PROMPT ▸ In two sentences, summarize the text on Jules Verne's Chairman School.
━━━ SELECTED TEXT ━━━
The Chairman School catered only to young English, French, American and German boys, sons of the property owners, businessmen, merchants or civil servants of the country. They received there a very complete education, identical to that provided by similar institutions in the United Kingdom."
- all translations are by me, unless noted otherwise.]


The passengers on the Sloughie were all pupils of the Chairman School, one of the best in Auckland, which was at that time the capital of New Zealand. The school numbered about a hundred pupils: English, French, American, and German. Its traditions and plan of study were those current in the educational institutions of England.
- Jules Verne: A Long Vacation, trans. Olga Marx (1967), 19-24.

You'll notice at once how much franker Jules Verne's original is about the colour-bar between such British-style boarding schools as 'la pension Chairman' and the native schools reserved for the 'indigenous people of the country' than the 1960s English version dares to be.

This translation, by the industrious Olga Marx (1894-c.1980), better known for her versions of German writers such as Stefan George and Martin Buber, pares back the incidental detail so dear to Verne to convert his sprawling novel into a much tauter, more explicitly child-focussed adventure story.



Annex 1: Education in NZ in the 1860s



Traditionally, Māori educated some children in whare wānanga (houses of learning). From 1816 missionaries also established schools for Māori to teach them literacy and practical skills. These became more numerous in the 1830s and 1840s. British settlers arriving in New Zealand were often less well-educated than Māori.

... Between 1852 and 1876 provincial governments gave grants to existing schools and established more. School systems were well-developed in parts of the South Island, but less so in the North Island. Meanwhile, central government supported a separate ‘native school’ system for Māori children. By 1870 there was a free basic education system in many places but only about half of all children between five and 15 were attending school.

Secondary schools were few, highly academic and charged fees. Early examples included Auckland Grammar School (1869), Wellington College (1867) and Otago Boys’ High School (1863). In 1871 Otago Girls’ High School, the first girls’ secondary school, opened. Some scholarships were offered, but generally only children from well-off families made it to secondary school, and many more boys did so than girls.
- Te Ara / The Encyclopedia of New Zealand: Education from 1840 to 1918




And now, on with the story:



L’archipel de la Nouvelle-Zélande se compose de deux îles principales: au nord, Ika-Na-Mawi ou Île du Poisson, au sud, Tawaï-Ponamou ou Terre du Jade-Vert. Séparées par le détroit de Cook, elles gisent entre le 34e et le 45e parallèle sud – position équivalente à celle qu’occupe, dans l’hémisphère boréal, la partie de l’Europe comprenant la France et le nord de l’Afrique. (Verne, 59)

["The archipelago of New Zealand consists of two principal islands: to the North, Ika-Na-Mawi [Te Ika-a-Māui] or Isle of the Fish, to the south, Tawaï-Ponamou [Te Waipounamu] or Land of Greenstone. Separated by Cook Strait, they lie between the 34th and the 45th parallel south - a postion equivalent to that occupied by the part of Europe including France and North Africa in the Northern Hemisphere."]



J. Wareham: NZ: The South Island (c. 1860-69)


L’île d’Ika-Na-Mawi, très déchiquetée dans sa partie méridionale, forme une sorte de trapèze irrégulier, qui se prolonge vers le nord-ouest, suivant une courbe terminée par le cap Van-Diemen. (Verne, 59)
━━━ DATA RECORDS ━━━
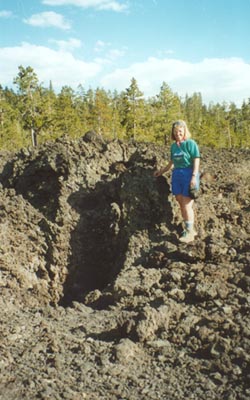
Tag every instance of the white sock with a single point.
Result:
(189, 225)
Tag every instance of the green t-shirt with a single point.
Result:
(183, 154)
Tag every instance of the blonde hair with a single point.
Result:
(183, 124)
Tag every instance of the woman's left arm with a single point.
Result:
(196, 166)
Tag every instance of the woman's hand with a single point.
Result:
(159, 172)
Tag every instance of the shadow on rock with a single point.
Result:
(111, 217)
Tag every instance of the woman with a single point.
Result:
(185, 159)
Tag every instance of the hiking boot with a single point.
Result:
(187, 236)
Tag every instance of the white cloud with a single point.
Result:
(217, 80)
(67, 45)
(60, 67)
(113, 5)
(101, 46)
(5, 14)
(46, 19)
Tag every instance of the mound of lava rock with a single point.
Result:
(99, 300)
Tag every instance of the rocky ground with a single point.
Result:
(99, 300)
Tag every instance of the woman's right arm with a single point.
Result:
(164, 169)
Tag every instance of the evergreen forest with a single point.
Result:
(33, 114)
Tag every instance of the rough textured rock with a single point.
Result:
(99, 300)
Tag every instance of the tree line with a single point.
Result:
(34, 114)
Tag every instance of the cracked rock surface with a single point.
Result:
(99, 300)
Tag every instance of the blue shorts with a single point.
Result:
(181, 178)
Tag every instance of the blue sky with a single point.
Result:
(192, 45)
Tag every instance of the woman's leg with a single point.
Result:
(186, 206)
(187, 212)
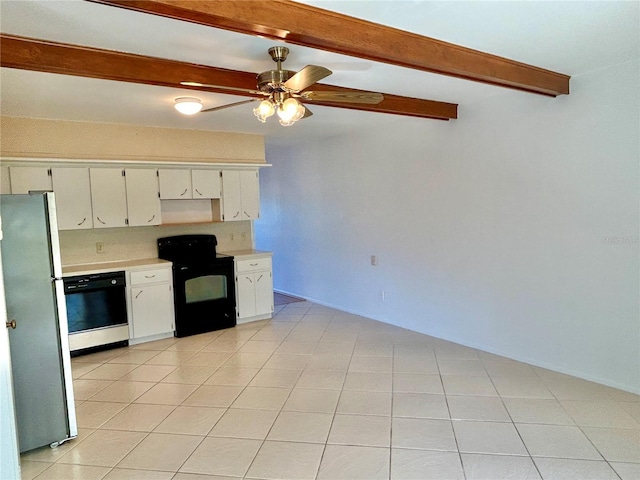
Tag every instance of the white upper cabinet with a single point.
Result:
(231, 196)
(143, 200)
(5, 183)
(108, 197)
(205, 183)
(175, 184)
(72, 189)
(26, 179)
(240, 195)
(249, 187)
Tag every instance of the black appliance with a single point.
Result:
(96, 310)
(203, 284)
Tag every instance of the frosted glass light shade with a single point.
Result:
(290, 112)
(264, 110)
(188, 105)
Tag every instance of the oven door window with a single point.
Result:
(96, 309)
(206, 288)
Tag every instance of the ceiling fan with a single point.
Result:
(285, 91)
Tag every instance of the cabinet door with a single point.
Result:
(264, 292)
(108, 197)
(205, 183)
(5, 184)
(231, 196)
(143, 200)
(152, 310)
(250, 195)
(24, 179)
(246, 295)
(73, 198)
(175, 184)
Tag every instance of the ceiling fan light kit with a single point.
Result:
(188, 105)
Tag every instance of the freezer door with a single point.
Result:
(40, 361)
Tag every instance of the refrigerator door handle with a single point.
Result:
(53, 235)
(58, 286)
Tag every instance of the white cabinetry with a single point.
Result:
(205, 183)
(25, 179)
(143, 199)
(175, 184)
(240, 195)
(150, 298)
(179, 184)
(72, 190)
(254, 288)
(5, 183)
(108, 197)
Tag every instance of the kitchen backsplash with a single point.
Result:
(130, 243)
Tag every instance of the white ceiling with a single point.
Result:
(570, 37)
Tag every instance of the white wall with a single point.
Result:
(513, 229)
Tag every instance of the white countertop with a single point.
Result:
(140, 264)
(102, 267)
(249, 253)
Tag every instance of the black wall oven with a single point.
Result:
(96, 311)
(203, 284)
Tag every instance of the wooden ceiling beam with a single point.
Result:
(52, 57)
(314, 27)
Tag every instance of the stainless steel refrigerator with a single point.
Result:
(39, 344)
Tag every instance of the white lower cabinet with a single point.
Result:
(150, 304)
(254, 288)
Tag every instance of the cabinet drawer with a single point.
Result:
(143, 277)
(253, 264)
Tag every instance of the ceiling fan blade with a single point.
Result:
(371, 98)
(307, 77)
(307, 112)
(224, 87)
(222, 107)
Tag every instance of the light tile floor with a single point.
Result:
(317, 393)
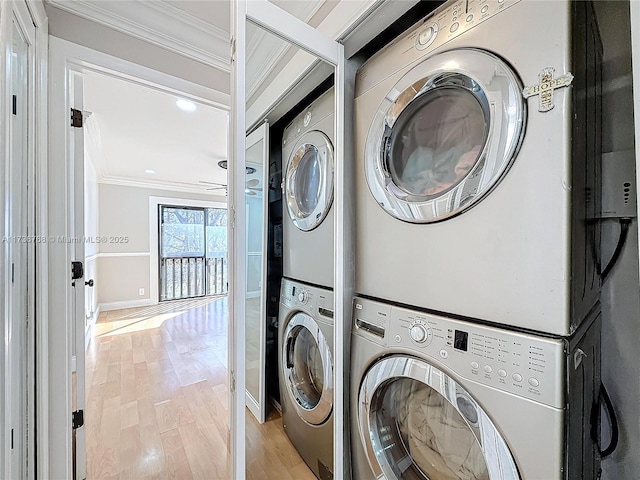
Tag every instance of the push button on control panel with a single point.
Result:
(427, 36)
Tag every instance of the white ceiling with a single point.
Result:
(135, 128)
(139, 128)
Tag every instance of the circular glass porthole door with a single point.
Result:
(417, 423)
(308, 369)
(444, 136)
(308, 186)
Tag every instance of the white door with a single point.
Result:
(257, 202)
(273, 19)
(17, 244)
(76, 142)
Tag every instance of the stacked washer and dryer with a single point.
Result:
(305, 339)
(476, 329)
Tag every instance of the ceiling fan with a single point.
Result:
(251, 187)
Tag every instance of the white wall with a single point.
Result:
(124, 260)
(107, 40)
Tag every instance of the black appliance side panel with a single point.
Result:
(583, 388)
(586, 183)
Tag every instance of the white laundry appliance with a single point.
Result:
(438, 398)
(307, 186)
(478, 160)
(305, 356)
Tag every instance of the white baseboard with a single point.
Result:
(107, 307)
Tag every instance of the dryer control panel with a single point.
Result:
(518, 363)
(307, 298)
(449, 21)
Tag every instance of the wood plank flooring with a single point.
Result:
(157, 399)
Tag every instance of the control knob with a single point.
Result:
(419, 333)
(303, 296)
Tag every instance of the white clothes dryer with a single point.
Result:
(305, 357)
(307, 186)
(437, 398)
(472, 199)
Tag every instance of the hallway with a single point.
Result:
(157, 398)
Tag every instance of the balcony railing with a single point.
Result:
(189, 277)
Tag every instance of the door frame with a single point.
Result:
(33, 13)
(281, 23)
(54, 341)
(257, 406)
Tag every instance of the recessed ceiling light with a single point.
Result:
(186, 105)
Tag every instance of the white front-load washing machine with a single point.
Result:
(438, 398)
(305, 356)
(478, 152)
(307, 186)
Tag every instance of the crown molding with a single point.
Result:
(159, 23)
(158, 185)
(38, 13)
(266, 51)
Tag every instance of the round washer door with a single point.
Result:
(444, 136)
(308, 186)
(307, 367)
(418, 423)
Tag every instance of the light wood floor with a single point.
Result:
(157, 399)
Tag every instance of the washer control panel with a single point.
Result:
(307, 119)
(315, 301)
(518, 363)
(296, 295)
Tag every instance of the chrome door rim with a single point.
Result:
(486, 73)
(324, 407)
(319, 141)
(399, 366)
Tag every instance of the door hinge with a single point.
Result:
(233, 49)
(77, 270)
(76, 118)
(77, 419)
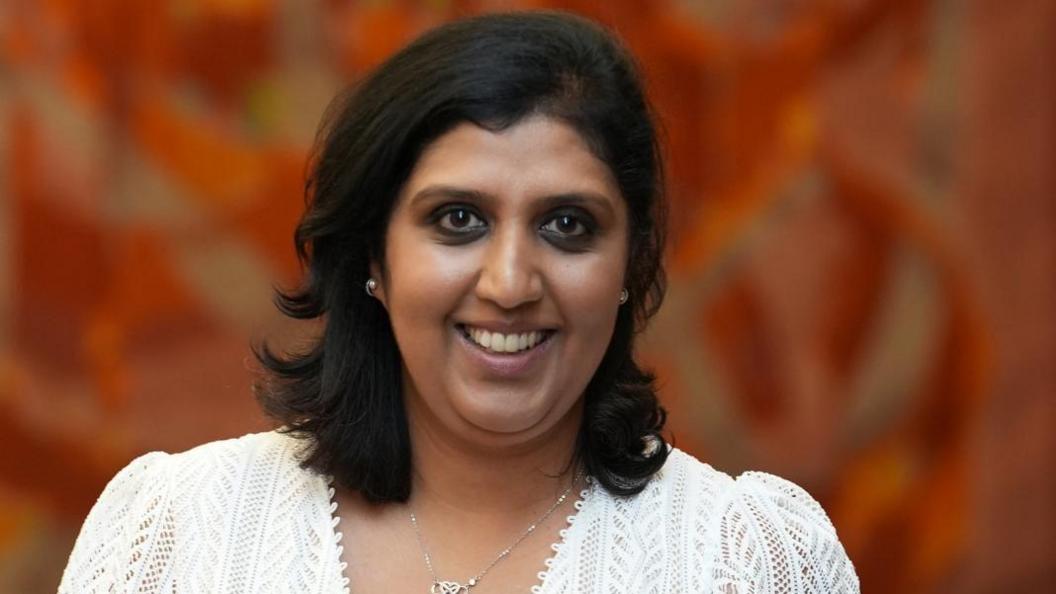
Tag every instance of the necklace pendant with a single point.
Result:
(448, 588)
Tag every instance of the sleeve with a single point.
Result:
(775, 538)
(127, 538)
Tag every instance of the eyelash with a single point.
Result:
(582, 221)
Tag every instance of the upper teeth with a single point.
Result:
(505, 342)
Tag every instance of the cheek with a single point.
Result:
(423, 284)
(589, 299)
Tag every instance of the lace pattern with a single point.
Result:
(242, 516)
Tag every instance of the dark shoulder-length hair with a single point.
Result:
(344, 393)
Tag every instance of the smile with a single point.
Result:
(498, 342)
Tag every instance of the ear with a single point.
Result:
(377, 275)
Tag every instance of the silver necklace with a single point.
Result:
(446, 587)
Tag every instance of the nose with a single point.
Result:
(509, 272)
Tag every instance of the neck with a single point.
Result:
(469, 478)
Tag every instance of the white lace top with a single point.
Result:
(241, 516)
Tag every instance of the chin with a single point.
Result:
(501, 418)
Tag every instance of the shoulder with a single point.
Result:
(765, 533)
(163, 508)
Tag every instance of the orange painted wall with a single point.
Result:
(863, 267)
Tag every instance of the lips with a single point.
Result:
(507, 365)
(505, 342)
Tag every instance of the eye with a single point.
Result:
(567, 225)
(459, 219)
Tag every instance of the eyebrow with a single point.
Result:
(550, 201)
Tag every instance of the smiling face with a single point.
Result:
(505, 257)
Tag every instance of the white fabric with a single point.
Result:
(241, 516)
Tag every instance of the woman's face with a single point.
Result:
(505, 257)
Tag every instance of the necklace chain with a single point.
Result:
(442, 587)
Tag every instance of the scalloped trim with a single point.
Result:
(586, 493)
(336, 534)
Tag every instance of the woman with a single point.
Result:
(483, 242)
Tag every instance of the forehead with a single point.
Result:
(538, 155)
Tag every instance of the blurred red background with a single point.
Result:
(863, 268)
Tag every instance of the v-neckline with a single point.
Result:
(586, 494)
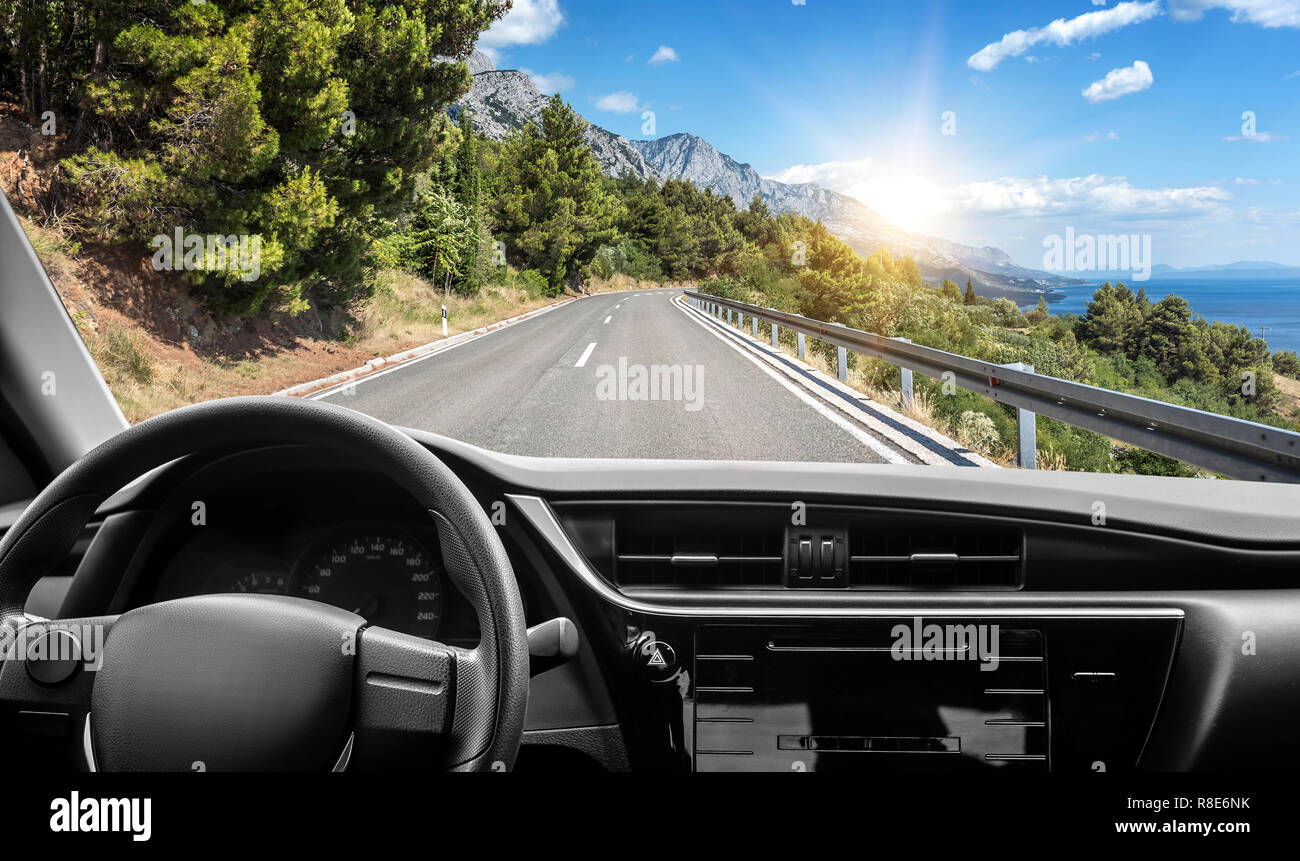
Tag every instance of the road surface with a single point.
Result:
(550, 386)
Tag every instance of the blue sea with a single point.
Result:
(1252, 303)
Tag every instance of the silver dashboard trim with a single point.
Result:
(542, 518)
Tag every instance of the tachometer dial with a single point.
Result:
(252, 575)
(377, 571)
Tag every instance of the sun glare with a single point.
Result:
(908, 200)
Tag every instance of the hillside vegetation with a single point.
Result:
(315, 137)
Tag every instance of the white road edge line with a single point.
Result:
(450, 344)
(823, 410)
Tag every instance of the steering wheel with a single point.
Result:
(251, 682)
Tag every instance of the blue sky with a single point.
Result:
(1103, 117)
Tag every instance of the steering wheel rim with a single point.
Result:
(490, 691)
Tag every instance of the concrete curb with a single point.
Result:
(414, 353)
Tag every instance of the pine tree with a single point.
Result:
(468, 191)
(554, 203)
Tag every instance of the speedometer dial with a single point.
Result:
(380, 572)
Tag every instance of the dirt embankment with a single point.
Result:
(154, 340)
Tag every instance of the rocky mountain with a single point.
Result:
(503, 100)
(685, 156)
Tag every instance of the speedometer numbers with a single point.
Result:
(381, 574)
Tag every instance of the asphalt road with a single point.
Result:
(549, 386)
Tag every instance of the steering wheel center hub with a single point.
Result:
(226, 682)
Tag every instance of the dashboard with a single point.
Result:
(341, 539)
(719, 632)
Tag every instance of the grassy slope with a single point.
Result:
(151, 372)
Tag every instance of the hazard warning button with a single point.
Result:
(657, 660)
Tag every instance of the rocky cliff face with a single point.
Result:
(502, 102)
(505, 100)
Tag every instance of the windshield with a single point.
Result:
(982, 234)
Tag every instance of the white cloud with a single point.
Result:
(550, 83)
(1062, 33)
(1014, 195)
(1119, 82)
(527, 22)
(1036, 197)
(663, 55)
(1259, 137)
(1266, 13)
(620, 102)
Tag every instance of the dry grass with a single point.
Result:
(150, 372)
(1052, 459)
(1290, 390)
(148, 377)
(407, 311)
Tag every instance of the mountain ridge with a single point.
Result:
(503, 100)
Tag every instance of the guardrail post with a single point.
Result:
(1026, 428)
(905, 392)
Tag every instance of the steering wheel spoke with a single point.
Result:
(404, 695)
(47, 674)
(250, 683)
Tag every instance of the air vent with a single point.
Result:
(683, 545)
(753, 545)
(885, 554)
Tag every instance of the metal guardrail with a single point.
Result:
(1230, 446)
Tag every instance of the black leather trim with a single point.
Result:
(48, 527)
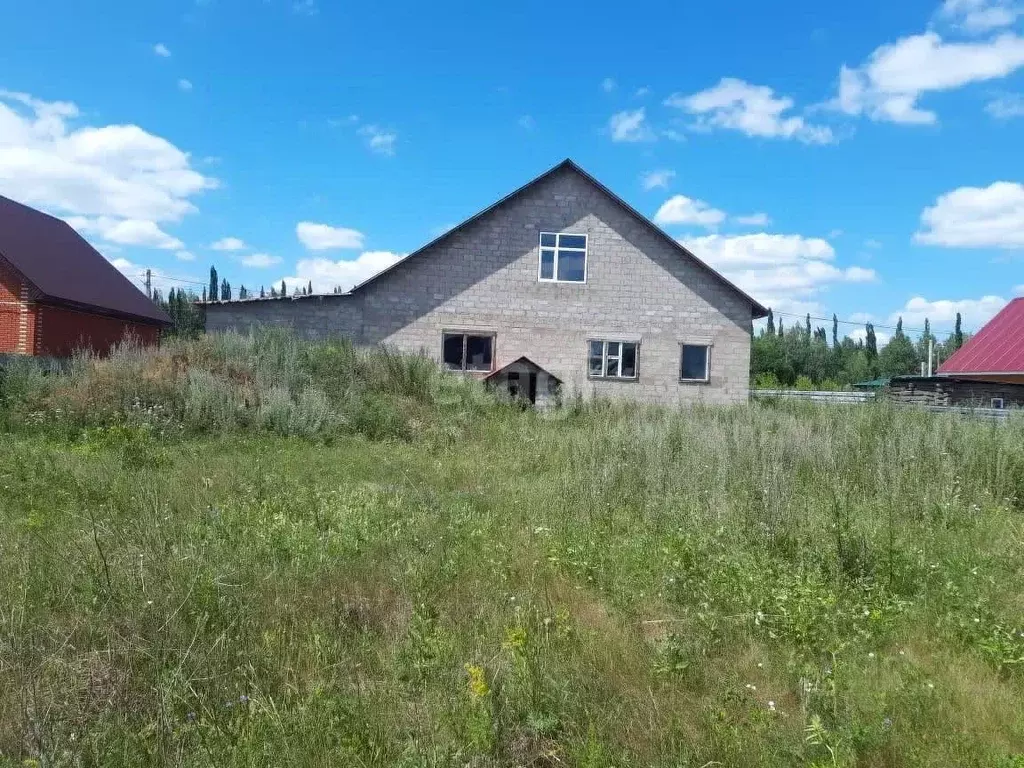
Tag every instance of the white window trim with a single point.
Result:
(619, 357)
(556, 248)
(465, 341)
(708, 346)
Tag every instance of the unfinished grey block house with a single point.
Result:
(559, 287)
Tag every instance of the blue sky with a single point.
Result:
(863, 159)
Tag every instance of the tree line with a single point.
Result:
(804, 356)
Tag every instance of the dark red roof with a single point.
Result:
(65, 268)
(997, 348)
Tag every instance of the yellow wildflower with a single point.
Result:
(477, 681)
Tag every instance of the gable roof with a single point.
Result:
(996, 348)
(757, 309)
(526, 361)
(66, 269)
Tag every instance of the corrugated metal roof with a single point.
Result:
(997, 348)
(65, 268)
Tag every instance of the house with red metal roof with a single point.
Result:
(58, 294)
(995, 353)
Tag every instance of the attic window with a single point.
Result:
(563, 258)
(467, 352)
(612, 359)
(694, 363)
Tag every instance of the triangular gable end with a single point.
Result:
(757, 309)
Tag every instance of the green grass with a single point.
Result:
(248, 553)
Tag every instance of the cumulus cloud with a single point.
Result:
(655, 179)
(326, 238)
(980, 16)
(260, 260)
(976, 217)
(630, 125)
(1007, 107)
(379, 140)
(138, 232)
(346, 273)
(121, 172)
(752, 110)
(784, 271)
(682, 210)
(228, 244)
(942, 312)
(754, 219)
(888, 86)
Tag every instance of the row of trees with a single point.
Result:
(802, 355)
(223, 292)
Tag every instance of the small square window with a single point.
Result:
(563, 258)
(467, 352)
(612, 359)
(693, 365)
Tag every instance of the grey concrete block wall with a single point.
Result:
(484, 278)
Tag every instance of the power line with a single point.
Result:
(861, 325)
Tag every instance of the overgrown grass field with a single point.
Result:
(238, 552)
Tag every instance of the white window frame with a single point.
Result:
(617, 357)
(557, 249)
(465, 342)
(682, 348)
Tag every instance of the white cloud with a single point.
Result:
(630, 125)
(379, 140)
(655, 179)
(228, 244)
(126, 231)
(979, 16)
(1007, 107)
(942, 313)
(752, 110)
(889, 84)
(325, 238)
(783, 271)
(754, 219)
(976, 217)
(682, 210)
(119, 171)
(260, 260)
(326, 274)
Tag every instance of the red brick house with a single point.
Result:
(58, 294)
━━━
CORRECT RESULT ▸ The text sets a translation of Jules Verne's original description of the Chairman School in Auckland, which took only the sons of English, French, American and German property owners, businessmen, merchants and civil servants, beside Olga Marx's 1967 English version, which it finds less frank about the colour-bar and pared back into a tauter, more child-focused adventure story. An annex on education in New Zealand in the 1860s notes that central government supported a separate native school system for Māori children and that secondary schools were few, highly academic and fee-charging, after which the story resumes with Verne's description of New Zealand's two principal islands.